_PROMPT_. Return the data below unchanged, without images.

_MATERIAL PROVIDED_.
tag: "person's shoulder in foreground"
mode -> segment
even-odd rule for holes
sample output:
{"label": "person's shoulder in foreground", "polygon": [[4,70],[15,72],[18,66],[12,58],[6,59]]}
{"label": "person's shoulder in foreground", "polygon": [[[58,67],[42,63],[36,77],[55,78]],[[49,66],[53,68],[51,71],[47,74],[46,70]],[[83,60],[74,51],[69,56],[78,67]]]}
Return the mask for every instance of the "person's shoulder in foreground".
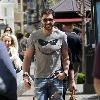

_RESPONSE_.
tag: "person's shoulder in foreground"
mode -> segment
even-odd rule for holes
sample output:
{"label": "person's shoulder in foreground", "polygon": [[4,70],[15,72],[18,66],[12,58],[6,59]]}
{"label": "person's shoulder in foreground", "polygon": [[[58,67],[42,63],[36,77],[55,78]],[[49,66],[53,68],[51,71],[47,74],[46,70]],[[83,60],[74,51],[69,56],[78,67]]]}
Return the mask for every instance of the "person's shoulder in foreground".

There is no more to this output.